- _Exercise objective_
Using the listing below, set down exactly the lines starting at the line that contains "Target: white fur trim" and ending at the line that contains "[locate] the winter", both included, and no others.

- _The input_
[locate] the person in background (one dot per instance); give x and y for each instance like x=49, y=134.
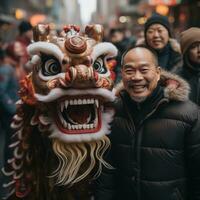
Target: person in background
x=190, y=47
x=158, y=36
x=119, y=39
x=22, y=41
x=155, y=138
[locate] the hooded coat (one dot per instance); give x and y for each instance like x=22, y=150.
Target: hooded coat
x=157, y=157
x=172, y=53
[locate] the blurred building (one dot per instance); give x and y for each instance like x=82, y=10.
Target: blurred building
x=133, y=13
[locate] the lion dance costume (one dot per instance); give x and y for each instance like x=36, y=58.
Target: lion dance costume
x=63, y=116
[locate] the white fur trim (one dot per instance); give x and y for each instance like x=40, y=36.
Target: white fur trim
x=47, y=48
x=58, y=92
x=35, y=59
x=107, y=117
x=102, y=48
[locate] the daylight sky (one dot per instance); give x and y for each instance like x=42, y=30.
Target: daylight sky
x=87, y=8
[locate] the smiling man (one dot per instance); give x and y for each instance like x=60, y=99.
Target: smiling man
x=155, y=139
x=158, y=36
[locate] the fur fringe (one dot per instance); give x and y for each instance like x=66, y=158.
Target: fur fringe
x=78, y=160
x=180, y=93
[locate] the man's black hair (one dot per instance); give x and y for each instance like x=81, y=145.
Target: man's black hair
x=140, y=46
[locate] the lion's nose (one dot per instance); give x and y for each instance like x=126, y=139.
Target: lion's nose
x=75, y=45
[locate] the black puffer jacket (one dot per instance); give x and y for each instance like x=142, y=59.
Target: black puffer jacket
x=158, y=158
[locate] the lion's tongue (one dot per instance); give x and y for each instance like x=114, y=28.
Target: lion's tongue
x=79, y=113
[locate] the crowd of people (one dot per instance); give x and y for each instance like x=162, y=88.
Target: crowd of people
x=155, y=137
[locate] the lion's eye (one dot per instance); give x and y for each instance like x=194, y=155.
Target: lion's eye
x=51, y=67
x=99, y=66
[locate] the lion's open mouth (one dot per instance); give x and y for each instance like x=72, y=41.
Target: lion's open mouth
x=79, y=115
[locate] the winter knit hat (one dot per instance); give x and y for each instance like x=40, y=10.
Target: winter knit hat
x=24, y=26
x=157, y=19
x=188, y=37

...

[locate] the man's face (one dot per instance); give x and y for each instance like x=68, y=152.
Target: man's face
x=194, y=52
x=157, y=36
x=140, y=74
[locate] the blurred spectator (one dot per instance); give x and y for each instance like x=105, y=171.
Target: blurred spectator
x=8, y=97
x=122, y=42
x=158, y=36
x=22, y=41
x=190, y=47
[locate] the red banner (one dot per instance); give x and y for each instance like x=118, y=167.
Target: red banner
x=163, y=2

- _Response_
Target: white fur trim
x=47, y=48
x=58, y=92
x=35, y=59
x=107, y=117
x=102, y=48
[locate] the daylight sky (one dot per instance); give x and y for each instance like x=42, y=30.
Target: daylight sky
x=87, y=8
[locate] the smiling man (one dot per instance); give x and y for each instance like x=60, y=99.
Target: smiling man
x=155, y=139
x=158, y=36
[locate] the fur fringe (one dot per instance); give x and y for each instance like x=66, y=158.
Target: fur fringe
x=78, y=160
x=180, y=93
[locate] the man's black hair (one dot per instance); give x and y for each instance like x=81, y=145.
Target: man's black hair
x=140, y=46
[locate] the lion's nose (one dot per instance); give x and y for each instance like x=126, y=139.
Target: lion's nose
x=75, y=45
[locate] the black puffer jacket (one dot per instance); give x and y for each instance like x=142, y=59.
Target: black puffer jacket
x=158, y=158
[locate] the lion's tongue (one dot per instance); give x and y for each instance like x=114, y=28.
Target: lion's tongue
x=79, y=113
[locate] the crowd of people (one dot per instance); give x and y for each instance like x=162, y=88.
Target: crowd of people
x=155, y=137
[locate] the lion's eye (one dot per instance); give x and y for each instance like x=194, y=155.
Target: lion's eye
x=51, y=67
x=99, y=66
[locate] the lion's open mouth (one dot per instance); give x and y for each instance like x=72, y=41.
Target: lion's open mouth
x=79, y=115
[locate] the winter knit hat (one dot per instance); give x and y for each instance like x=40, y=10.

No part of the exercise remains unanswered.